▸ Travail à effectuer: Restituez sans rien modifier le passage de l'extrait de page ci-dessous qui va de « Je n’avais pas » à « réalité à la dure! ».

▸ Extrait de page:
J’avais peut-être 8 ou 9 ans, c’était durant mon premier cycle du primaire. J’étais amie avec une fille différente de la majorité à l’époque. Je l’aimais bien. C’était une petite fille fort sympathique et elle était noire… Elle passait tous les jours par chez-moi pour que nous puissions aller à l’école ensemble. Sa plus jeune soeur parfois venait avec nous. Je garde un bon souvenir de cette fille, je me souviens même de son beau prénom, que je vais garder secret.
Je n’avais pas qu’une amie noire, mais tout un groupe de filles noires avec qui je m’entendais super bien. Étant d’origine italienne, habituée aux soirées bruyantes, aux gens qui parlent fort et aux contacts physiques, je dois dire que la compagnie de ces filles m’était des plus agréables. Elles rigolaient tout le temps et rayonnaient la bonne humeur.
Cependant, tout le monde ne partage pas le même avis à l’égard des personnes de couleur. Et c’est dans mon jeune âge que j’ai pris connaissance de cette réalité à la dure!
Près de chez-moi habitait une fille aux allures à la mode, un peu plus âgée que moi, qui avait une famille toutefois bien étrange. Je vous fais part de ma vision de fillette qui ne comprenait pas encore tout de la vie à l’époque. Ses parents semblaient toujours colériques, ils hurlaient par les fenêtres. Le père était grand et avait l’air enceinte (bédaine de bière) avec des tatous sur les bras, la mère s’habillait très légèrement presque en tout temps, si vous voyez ce que je veux dire. Enfin, j’avais même un peu peur de m’approcher de leur appartement craignant qu’ils ne sortent tous à la fois en jappant!

▸ Liste des données:

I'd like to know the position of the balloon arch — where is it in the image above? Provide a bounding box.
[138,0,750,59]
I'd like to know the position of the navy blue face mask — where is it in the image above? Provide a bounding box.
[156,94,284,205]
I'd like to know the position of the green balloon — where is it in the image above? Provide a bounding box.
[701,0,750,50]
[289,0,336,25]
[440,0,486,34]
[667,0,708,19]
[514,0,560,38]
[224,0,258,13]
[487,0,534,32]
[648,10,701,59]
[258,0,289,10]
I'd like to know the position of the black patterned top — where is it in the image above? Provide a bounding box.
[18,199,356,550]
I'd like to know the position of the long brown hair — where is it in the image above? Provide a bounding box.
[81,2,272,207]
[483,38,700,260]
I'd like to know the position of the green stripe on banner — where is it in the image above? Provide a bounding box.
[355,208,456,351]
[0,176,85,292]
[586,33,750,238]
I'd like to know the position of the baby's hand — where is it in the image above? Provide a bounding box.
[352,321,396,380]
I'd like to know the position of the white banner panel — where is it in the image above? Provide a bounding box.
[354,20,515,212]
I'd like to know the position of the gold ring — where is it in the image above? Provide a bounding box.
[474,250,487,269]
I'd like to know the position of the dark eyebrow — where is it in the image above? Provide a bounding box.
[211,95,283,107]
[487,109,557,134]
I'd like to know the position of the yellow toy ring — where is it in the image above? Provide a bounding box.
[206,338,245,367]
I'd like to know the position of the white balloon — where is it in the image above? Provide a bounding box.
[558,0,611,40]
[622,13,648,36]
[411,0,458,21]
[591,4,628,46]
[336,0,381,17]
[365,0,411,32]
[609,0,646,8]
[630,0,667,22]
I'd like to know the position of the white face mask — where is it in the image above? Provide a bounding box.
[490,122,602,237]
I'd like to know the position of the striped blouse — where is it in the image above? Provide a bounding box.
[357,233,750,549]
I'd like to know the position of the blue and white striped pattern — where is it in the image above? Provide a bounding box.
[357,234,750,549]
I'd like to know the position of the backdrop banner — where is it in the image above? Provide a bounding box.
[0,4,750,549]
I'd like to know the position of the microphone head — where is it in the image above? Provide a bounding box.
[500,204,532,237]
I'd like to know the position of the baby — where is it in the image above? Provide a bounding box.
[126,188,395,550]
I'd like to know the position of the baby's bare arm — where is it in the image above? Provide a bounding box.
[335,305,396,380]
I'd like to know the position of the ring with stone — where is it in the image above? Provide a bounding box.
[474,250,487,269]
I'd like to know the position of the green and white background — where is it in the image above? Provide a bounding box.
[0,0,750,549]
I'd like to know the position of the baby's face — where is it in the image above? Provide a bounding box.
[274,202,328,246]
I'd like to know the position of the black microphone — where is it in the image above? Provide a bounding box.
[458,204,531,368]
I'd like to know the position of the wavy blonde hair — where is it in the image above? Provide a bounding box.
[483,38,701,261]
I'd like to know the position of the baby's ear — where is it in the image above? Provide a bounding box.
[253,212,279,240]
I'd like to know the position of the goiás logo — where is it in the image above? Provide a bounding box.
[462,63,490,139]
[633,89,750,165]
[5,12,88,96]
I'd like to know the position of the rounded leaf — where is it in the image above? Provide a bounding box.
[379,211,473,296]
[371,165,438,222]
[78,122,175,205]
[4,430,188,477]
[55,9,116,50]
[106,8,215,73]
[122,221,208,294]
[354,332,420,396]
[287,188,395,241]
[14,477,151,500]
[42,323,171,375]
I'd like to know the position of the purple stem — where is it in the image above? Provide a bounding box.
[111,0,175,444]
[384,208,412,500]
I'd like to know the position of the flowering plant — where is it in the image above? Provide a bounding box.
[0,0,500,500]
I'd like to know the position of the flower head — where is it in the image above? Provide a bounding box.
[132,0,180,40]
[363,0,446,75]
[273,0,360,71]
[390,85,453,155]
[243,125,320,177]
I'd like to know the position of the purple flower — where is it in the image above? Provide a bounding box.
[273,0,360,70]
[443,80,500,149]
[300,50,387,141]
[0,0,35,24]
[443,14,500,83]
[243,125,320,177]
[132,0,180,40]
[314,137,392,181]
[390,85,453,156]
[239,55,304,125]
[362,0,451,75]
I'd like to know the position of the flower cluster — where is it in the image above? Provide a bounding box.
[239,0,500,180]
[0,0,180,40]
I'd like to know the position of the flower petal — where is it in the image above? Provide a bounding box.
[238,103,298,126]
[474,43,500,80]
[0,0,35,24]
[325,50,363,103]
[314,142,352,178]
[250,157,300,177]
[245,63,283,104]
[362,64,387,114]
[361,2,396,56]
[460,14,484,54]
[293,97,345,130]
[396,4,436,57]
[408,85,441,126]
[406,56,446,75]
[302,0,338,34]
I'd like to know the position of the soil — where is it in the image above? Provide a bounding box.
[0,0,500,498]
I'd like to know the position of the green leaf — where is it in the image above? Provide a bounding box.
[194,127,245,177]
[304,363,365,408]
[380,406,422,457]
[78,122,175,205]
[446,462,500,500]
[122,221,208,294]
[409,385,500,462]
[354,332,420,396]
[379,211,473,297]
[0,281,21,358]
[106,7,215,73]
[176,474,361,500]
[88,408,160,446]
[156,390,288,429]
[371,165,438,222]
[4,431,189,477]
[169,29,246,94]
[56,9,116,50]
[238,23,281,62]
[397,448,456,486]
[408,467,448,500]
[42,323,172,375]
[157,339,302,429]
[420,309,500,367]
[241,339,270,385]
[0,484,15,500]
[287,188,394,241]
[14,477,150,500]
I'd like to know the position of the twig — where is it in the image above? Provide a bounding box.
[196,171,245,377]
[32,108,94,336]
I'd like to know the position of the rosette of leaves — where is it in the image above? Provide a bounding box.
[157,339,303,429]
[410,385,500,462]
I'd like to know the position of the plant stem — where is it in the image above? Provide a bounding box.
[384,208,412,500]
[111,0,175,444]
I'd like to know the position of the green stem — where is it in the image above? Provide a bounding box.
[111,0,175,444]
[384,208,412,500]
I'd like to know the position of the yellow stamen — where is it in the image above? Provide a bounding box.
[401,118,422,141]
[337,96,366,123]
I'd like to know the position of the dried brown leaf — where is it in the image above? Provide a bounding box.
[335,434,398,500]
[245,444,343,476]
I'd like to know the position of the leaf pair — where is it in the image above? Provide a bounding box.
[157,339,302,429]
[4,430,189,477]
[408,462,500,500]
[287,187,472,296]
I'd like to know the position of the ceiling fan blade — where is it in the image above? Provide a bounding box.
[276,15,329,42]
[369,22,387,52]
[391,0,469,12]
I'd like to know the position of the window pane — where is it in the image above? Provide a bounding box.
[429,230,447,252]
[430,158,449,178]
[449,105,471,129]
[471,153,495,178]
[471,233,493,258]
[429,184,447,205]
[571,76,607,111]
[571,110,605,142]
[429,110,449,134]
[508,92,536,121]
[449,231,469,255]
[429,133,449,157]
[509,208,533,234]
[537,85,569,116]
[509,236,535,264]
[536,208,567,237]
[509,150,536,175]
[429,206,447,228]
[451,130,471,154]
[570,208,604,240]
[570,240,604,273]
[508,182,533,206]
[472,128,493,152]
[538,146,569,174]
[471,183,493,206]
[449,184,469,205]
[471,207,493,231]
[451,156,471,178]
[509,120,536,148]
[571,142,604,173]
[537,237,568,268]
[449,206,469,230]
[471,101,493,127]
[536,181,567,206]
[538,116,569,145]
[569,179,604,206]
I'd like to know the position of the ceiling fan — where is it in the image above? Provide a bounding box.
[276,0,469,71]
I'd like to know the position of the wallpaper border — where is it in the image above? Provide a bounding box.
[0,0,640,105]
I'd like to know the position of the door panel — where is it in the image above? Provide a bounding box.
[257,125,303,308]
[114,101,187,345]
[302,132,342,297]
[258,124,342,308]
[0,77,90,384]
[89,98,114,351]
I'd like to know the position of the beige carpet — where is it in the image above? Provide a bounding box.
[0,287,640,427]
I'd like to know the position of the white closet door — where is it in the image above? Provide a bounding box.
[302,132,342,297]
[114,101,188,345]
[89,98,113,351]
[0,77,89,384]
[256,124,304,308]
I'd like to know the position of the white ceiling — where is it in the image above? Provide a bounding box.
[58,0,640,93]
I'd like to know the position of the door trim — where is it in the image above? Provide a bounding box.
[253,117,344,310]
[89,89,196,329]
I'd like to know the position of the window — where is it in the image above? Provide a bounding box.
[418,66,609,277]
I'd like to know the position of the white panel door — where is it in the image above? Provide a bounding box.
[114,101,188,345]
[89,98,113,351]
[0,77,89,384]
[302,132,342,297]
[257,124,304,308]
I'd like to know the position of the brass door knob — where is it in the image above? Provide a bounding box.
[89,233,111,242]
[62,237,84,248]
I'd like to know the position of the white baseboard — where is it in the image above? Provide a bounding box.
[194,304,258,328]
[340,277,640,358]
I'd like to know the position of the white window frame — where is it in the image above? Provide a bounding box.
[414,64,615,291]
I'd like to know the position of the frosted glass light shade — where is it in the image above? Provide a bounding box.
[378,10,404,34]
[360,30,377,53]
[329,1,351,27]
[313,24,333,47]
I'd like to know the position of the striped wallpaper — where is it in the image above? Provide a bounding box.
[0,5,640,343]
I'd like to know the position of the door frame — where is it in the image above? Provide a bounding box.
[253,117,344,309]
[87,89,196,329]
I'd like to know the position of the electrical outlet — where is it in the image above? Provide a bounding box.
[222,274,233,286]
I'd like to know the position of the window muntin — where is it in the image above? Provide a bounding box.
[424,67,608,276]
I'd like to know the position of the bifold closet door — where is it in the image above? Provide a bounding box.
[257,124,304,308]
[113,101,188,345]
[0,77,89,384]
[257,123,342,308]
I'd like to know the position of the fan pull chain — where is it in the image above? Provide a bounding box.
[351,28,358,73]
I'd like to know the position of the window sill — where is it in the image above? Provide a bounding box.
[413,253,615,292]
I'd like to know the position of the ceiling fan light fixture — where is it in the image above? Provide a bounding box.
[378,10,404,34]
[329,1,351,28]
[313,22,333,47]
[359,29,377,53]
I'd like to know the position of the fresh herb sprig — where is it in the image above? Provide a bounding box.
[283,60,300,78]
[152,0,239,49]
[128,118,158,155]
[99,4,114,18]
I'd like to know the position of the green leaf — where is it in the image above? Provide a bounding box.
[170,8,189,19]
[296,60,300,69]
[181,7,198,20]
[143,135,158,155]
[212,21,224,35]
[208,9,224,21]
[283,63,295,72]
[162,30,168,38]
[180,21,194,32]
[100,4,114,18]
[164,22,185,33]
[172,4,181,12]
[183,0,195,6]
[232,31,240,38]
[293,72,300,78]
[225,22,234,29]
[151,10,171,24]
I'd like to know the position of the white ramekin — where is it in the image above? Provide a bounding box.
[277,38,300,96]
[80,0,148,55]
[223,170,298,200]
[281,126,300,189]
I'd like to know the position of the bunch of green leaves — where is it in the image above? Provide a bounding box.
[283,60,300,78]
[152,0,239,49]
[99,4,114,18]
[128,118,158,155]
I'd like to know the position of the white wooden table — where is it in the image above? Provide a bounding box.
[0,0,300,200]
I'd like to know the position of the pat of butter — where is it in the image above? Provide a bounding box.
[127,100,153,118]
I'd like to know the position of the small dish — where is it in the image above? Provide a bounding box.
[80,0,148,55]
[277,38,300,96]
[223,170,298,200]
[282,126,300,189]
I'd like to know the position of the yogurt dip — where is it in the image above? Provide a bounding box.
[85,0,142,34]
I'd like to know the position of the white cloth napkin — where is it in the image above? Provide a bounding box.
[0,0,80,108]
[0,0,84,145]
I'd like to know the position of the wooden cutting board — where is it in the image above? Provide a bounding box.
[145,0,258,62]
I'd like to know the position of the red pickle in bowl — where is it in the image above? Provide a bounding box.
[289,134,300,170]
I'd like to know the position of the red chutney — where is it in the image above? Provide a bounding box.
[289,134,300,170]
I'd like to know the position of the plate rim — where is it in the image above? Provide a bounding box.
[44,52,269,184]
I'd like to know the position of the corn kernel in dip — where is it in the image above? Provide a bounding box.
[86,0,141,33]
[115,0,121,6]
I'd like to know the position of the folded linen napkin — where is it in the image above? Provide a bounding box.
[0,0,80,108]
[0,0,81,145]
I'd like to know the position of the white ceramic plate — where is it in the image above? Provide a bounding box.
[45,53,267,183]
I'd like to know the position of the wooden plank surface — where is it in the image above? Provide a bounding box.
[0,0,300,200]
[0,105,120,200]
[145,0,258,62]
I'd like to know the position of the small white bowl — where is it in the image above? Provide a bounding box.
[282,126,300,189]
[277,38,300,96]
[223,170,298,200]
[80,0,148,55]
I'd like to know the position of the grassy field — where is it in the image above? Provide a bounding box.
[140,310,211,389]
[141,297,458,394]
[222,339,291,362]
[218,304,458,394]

▸ En réponse:
Je n’avais pas qu’une amie noire, mais tout un groupe de filles noires avec qui je m’entendais super bien. Étant d’origine italienne, habituée aux soirées bruyantes, aux gens qui parlent fort et aux contacts physiques, je dois dire que la compagnie de ces filles m’était des plus agréables. Elles rigolaient tout le temps et rayonnaient la bonne humeur.
Cependant, tout le monde ne partage pas le même avis à l’égard des personnes de couleur. Et c’est dans mon jeune âge que j’ai pris connaissance de cette réalité à la dure!